__TAREFA PROPOSTA 1__: Mostre todas as linhas das entradas abaixo em que aparece a palavra "wilted".

Opinião
01 de Julho de 2012 às 23:30
O novo mapa judiciário – o dilema de Seguro
O sistema judicial precisa de perceber que as reformas são consensualizadas em largo espectro, para não cair na tentação do corporativismo partidário rotativista. Uma reforma da justiça, para ser eficaz, tem de ser feita com a autoridade adveniente dos consensos que Governo e oposição saibam gerar.
1. O novo mapa judiciário saiu da forja. A urgência parece evidente. A sensibilidade é inegável. O ensejo é de Estado. Espera-se que Governo e oposição não sejam apanhados no flagrante delito de cortar mais no acesso à Justiça ou no populismo simplista de pactuar com o imobilismo, alijando-se das suas responsabilidades sistémicas.
2. Quando tudo mudou no País - a mobilidade, a demografia, a criminalidade e a litigiosidade em geral -, o mapa dos tribunais não podia ficar prisioneiro de uma realidade que já não existe, desenhada para arbitrar questões de servidões e estremas, de sacholadas e comércio de boticas e para um tempo de uma Justiça lenta, grandiloquente, ritualista, formulária e não responsabilizável.

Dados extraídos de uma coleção
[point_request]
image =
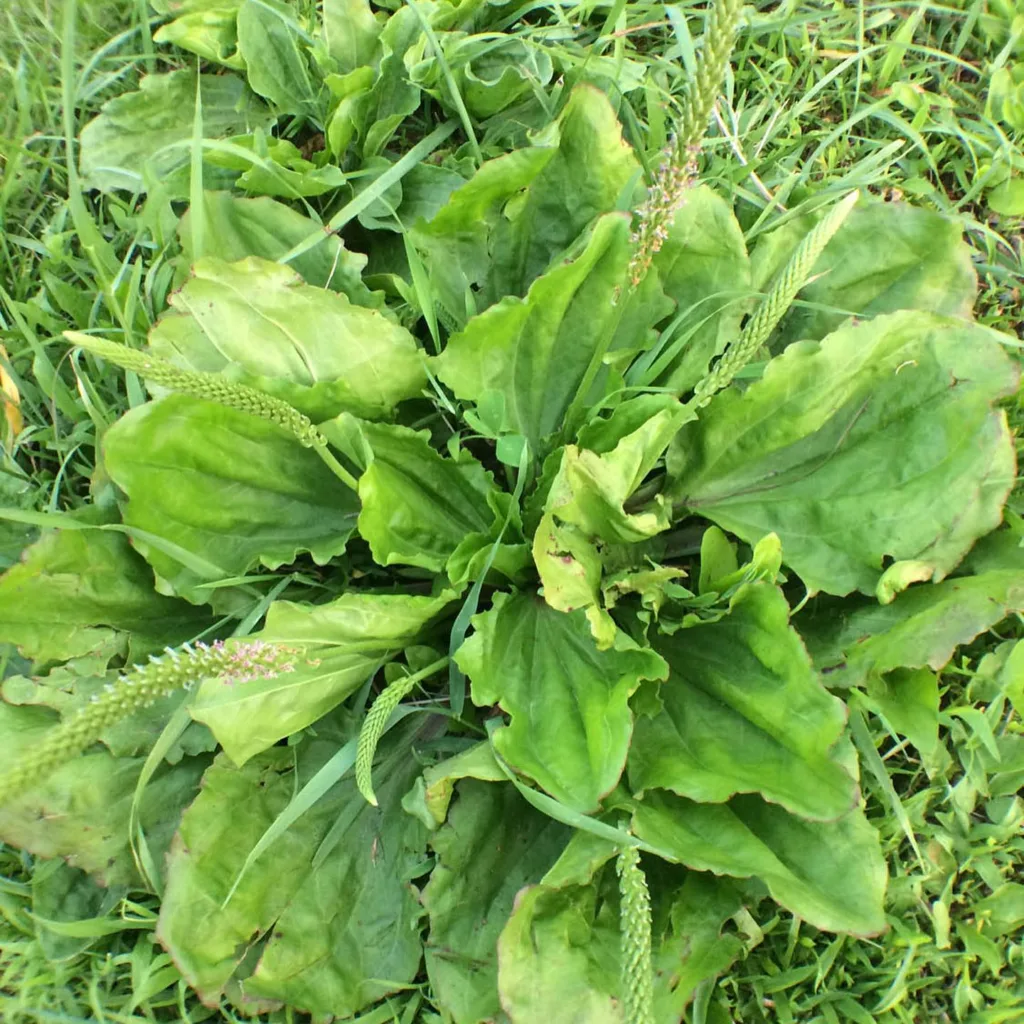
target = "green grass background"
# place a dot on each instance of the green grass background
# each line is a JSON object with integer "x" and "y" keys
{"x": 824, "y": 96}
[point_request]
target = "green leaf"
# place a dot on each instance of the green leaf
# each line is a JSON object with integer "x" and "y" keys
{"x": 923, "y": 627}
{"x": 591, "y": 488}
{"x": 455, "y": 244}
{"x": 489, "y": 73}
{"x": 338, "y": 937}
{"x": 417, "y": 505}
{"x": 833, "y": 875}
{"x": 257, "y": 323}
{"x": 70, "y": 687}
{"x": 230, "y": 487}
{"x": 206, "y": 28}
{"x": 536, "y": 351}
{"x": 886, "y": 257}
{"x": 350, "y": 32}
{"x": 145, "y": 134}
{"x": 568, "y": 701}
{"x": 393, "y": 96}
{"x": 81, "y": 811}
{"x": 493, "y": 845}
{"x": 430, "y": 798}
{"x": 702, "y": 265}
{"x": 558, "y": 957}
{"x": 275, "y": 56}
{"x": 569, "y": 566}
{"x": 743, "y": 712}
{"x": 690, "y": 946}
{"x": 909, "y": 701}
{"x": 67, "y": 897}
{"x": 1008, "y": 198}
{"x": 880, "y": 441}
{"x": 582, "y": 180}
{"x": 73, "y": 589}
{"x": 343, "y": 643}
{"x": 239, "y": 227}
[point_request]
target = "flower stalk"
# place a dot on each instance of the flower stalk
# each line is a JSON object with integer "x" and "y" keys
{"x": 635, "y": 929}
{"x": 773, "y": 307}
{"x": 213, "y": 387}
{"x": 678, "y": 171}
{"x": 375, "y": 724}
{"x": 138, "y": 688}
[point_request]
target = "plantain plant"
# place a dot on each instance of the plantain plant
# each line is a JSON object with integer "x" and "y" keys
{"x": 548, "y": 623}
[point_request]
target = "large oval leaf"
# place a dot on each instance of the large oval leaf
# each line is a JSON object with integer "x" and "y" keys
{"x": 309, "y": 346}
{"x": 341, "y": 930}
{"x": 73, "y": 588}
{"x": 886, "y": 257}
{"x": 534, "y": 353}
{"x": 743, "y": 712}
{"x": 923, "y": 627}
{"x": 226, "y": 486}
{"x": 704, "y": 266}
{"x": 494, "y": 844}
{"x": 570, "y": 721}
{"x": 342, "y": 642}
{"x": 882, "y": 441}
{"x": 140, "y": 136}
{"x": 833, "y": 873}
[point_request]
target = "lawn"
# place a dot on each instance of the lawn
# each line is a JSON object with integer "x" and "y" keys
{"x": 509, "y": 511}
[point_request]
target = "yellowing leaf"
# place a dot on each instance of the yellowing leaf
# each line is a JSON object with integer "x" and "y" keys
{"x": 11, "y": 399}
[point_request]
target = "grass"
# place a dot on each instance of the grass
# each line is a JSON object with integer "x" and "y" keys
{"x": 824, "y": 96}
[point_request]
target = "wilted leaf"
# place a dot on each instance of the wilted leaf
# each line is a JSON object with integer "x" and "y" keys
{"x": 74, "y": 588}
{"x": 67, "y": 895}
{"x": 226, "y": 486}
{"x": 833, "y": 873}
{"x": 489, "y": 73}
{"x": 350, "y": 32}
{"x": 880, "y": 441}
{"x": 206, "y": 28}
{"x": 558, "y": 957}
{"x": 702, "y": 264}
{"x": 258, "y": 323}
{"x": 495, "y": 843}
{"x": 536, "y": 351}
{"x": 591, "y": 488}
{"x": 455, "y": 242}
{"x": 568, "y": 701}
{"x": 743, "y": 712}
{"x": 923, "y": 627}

__TAREFA PROPOSTA 2__: Cite, do texto sobre o novo mapa judiciário, o trecho que vai de "2. Quando tudo" até "e não responsabilizável.".

__RESULTADO ESPERADO 1__:
target = "wilted leaf"
# place a dot on each instance of the wilted leaf

__RESULTADO ESPERADO 2__:
2. Quando tudo mudou no País - a mobilidade, a demografia, a criminalidade e a litigiosidade em geral -, o mapa dos tribunais não podia ficar prisioneiro de uma realidade que já não existe, desenhada para arbitrar questões de servidões e estremas, de sacholadas e comércio de boticas e para um tempo de uma Justiça lenta, grandiloquente, ritualista, formulária e não responsabilizável.